───── Exercise material ─────

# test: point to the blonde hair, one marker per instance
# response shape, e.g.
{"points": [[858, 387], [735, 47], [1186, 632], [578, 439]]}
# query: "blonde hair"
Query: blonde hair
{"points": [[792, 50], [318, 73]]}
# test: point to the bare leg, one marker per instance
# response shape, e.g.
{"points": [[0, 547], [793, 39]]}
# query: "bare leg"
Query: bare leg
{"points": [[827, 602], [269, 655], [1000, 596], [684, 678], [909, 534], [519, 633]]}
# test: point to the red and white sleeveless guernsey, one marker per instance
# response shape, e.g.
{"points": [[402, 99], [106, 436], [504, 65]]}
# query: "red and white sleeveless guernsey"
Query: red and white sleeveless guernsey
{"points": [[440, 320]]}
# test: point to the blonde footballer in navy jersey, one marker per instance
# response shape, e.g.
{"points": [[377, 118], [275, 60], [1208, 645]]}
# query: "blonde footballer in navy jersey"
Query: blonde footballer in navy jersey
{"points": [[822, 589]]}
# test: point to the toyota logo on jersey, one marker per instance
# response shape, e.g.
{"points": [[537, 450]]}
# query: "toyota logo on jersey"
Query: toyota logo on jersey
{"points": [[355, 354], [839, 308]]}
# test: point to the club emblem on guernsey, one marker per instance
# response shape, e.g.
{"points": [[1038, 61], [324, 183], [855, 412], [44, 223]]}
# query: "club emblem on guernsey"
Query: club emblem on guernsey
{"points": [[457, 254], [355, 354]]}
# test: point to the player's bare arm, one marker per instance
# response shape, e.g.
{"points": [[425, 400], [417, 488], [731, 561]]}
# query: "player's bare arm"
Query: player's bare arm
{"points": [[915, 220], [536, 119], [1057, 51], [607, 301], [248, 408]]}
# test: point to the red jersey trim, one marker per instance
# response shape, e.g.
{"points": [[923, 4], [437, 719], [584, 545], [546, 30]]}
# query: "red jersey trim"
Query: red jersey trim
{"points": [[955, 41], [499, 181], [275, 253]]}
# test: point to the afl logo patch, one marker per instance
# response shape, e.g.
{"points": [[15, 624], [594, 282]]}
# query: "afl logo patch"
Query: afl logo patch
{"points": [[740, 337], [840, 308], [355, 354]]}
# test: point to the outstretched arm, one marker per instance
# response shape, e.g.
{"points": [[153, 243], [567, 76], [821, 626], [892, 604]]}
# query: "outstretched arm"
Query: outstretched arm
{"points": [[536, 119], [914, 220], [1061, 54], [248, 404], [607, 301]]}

─────

Short exercise: Please extract exactly, and only, the lines from the line containing "# test: point to the red jersey" through the last line of the records.

Complete answer:
# test: point to the red jersey trim, one marker per instance
# response shape, e.g.
{"points": [[923, 4], [437, 719], [584, 545], [546, 30]]}
# query: "red jersey trim"
Query: red jersey trim
{"points": [[955, 41], [499, 181], [275, 253]]}
# test: point to the afl logo patch, one marker per instance
# response shape, e.g.
{"points": [[15, 624], [594, 282]]}
# query: "afl logo patch"
Query: afl logo patch
{"points": [[740, 337], [840, 308], [355, 354]]}
# test: point to the outstretched arm, one marker per instance
# response shape, e.g.
{"points": [[153, 243], [567, 76], [821, 626], [892, 604]]}
# query: "outstretched arm"
Query: outstretched arm
{"points": [[536, 119], [914, 220], [1061, 54], [248, 404], [607, 301]]}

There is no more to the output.